**ARTICLE**:
· · · ·
Navigate to Continuous Deployment -> Start New Deployment
Once you hit Submit, we can watch the traffic split being applied.
Zooming in:
With that, your first Service Mesh has been deployed to all with the help of Harness!
In prior webinars, here were a few questions that were asked around Service Meshes.
There has been an ongoing movement with a “shift left” mentality (shifting more decisions and responsibilities towards the development team). Networking has been seen as a traditional infrastructure role where there can be long lead times to modify/expand networking rules. With the bloom of containers/ephemeral infrastructure and microservices, the networking topology has shifted from absolutes to dynamic/rule-based. Service Mesh technology is allowing for the codification of business logic/rules-based networking rules and operations made to be modified by a software engineer.
A Service Mesh is a piece of networking infrastructure that is made to be modified by development teams. Providing connectivity, security, control, and observability in the network stack and how services communicate with the inside and outside world. As the endpoints and microservices increase, a Service Mesh will start to play a more integral part in the architecture.
· · · ·
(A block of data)
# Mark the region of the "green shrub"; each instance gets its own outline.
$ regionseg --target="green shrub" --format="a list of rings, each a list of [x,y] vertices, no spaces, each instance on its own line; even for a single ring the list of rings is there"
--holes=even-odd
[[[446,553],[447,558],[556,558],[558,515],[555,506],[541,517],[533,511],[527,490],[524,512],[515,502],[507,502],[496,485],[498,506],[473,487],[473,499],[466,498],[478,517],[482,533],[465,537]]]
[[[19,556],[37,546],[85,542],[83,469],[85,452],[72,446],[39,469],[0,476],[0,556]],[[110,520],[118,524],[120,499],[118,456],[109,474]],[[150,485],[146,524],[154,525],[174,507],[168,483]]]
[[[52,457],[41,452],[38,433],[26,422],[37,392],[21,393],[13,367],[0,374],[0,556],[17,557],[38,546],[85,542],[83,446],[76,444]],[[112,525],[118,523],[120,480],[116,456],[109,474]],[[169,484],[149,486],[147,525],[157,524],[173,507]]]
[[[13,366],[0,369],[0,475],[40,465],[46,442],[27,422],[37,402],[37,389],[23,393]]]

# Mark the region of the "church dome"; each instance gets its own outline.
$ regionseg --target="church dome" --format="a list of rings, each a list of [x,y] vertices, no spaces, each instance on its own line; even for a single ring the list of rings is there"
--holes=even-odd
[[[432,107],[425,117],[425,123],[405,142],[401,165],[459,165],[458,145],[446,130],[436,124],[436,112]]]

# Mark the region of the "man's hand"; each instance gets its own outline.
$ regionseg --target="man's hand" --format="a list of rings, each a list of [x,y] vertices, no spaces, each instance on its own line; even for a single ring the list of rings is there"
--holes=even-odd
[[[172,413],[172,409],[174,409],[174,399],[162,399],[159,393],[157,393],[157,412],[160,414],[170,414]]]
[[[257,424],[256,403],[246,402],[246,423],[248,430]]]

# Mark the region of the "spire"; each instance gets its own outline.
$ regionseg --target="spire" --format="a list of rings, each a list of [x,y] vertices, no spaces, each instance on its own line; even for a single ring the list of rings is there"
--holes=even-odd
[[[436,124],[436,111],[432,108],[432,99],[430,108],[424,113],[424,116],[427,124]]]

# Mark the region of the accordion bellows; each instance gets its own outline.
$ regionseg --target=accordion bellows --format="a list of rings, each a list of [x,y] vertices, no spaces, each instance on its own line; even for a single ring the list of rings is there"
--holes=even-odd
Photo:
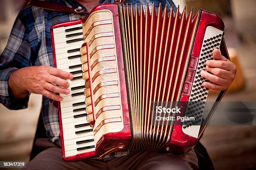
· · · ·
**TASK INSTRUCTIONS**:
(A) Count the lines in the rows that contain the string "green", treating case as significant, and give only the number.
(B) Please continue the Service Mesh text from the point where it stops.

**THE RESULTS**:
(A) 2

(B)
There is overhead for using a Service Mesh and a learning curve. Microservices do allude themselves as better candidates for Service Meshes. If your application uses HTTP/HTTP2/gRPC, then your application can easily be part of a Service Mesh. Service communication is not only a microservice pattern.
Kubernetes by itself is not a Service Mesh, though Service Meshes became popular with the rise of Kubernetes as a platform and as a cluster.
No matter where you are in your Continuous Delivery or Service Mesh journey, Harness is here to partner with you. Harness has a complete end-to-end software delivery platform that can take you from idea to production. If you don’t have a Harness Account, feel free to sign up today!
Cheers!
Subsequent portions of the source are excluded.